DOKUMENTAUSZUG -
———
Aus der Sicht des Flüchtlingsrats wird das Versprechen der Koalition, Integration zu erleichtern und Bleibeperspektiven auch in bislang ungelösten Fällen zu ermöglichen (Koa-Vertrag S. 113)[2], bislang nicht eingelöst. Die Quote der positiven Entscheidungen des Innensenators Andreas Geisel in der Härtefallkommission ist vergleichbar gering wie unter seinem CDU-Vorgänger Frank Henkel. In viel zu wenigen Fällen hat die Berliner Ausländerbehörde ein humanitäres Bleiberecht nach §§ 25a und b oder § 25 Abs. 5 Aufenthaltsgesetz erteilt.
———
GESAMMELTE DATEN -
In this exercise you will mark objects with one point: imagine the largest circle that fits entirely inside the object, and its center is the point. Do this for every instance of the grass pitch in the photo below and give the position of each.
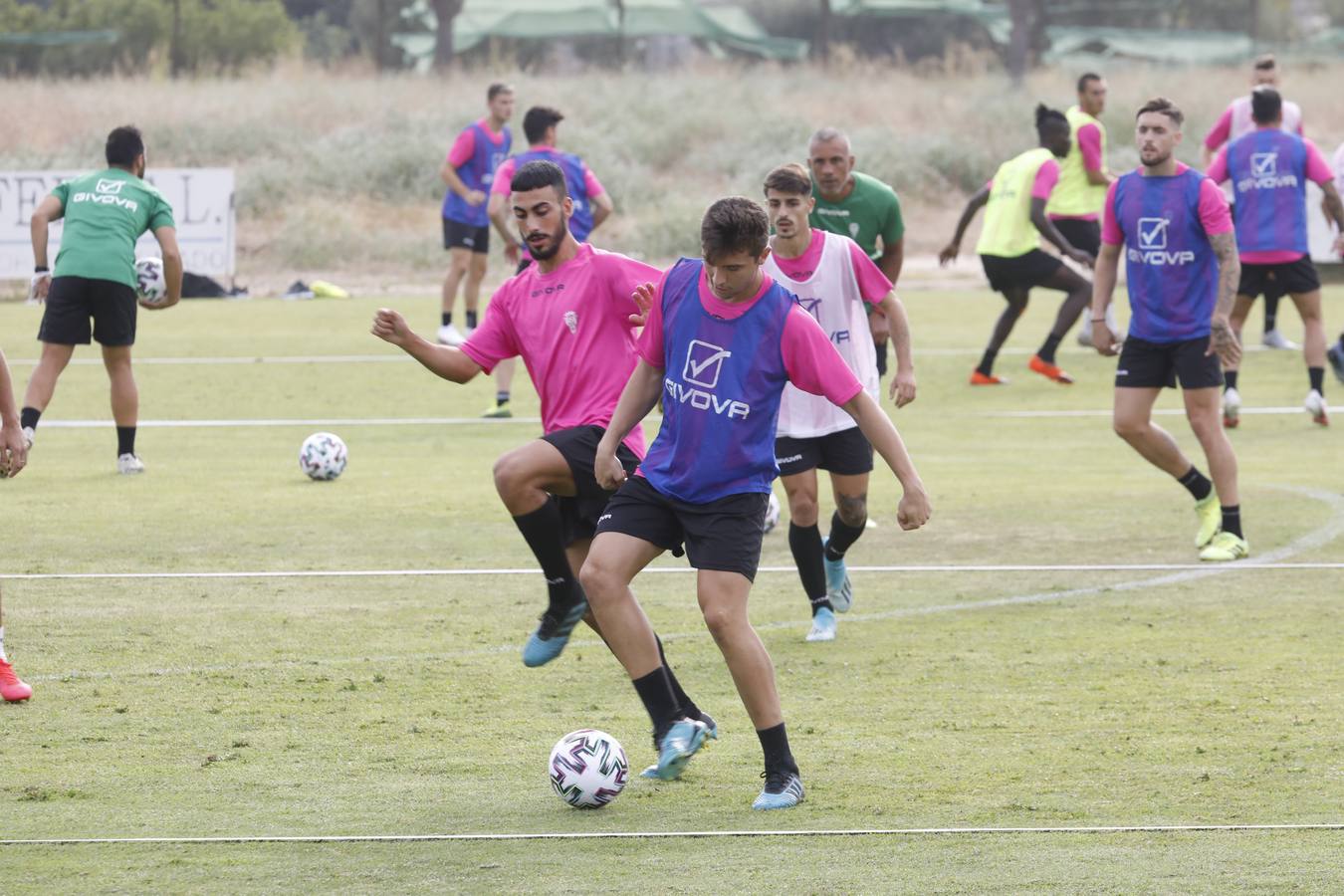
(398, 706)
———
ARBEITSAUFTRÄGE -
A. Geben Sie den Dokumentauszug zur Bleiberechtspolitik in Berlin von "Aus der Sicht" bis "5 Aufenthaltsgesetz erteilt." wörtlich wieder.
B. Nennen Sie alle Vorschriften des Aufenthaltsgesetzes, die im Dokumentauszug zur Bleiberechtspolitik in Berlin angeführt werden.

LÖSUNGEN -
A.
Aus der Sicht des Flüchtlingsrats wird das Versprechen der Koalition, Integration zu erleichtern und Bleibeperspektiven auch in bislang ungelösten Fällen zu ermöglichen (Koa-Vertrag S. 113)[2], bislang nicht eingelöst. Die Quote der positiven Entscheidungen des Innensenators Andreas Geisel in der Härtefallkommission ist vergleichbar gering wie unter seinem CDU-Vorgänger Frank Henkel. In viel zu wenigen Fällen hat die Berliner Ausländerbehörde ein humanitäres Bleiberecht nach §§ 25a und b oder § 25 Abs. 5 Aufenthaltsgesetz erteilt.

B.
- § 25a Aufenthaltsgesetz
- § 25b Aufenthaltsgesetz
- § 25 Abs. 5 Aufenthaltsgesetz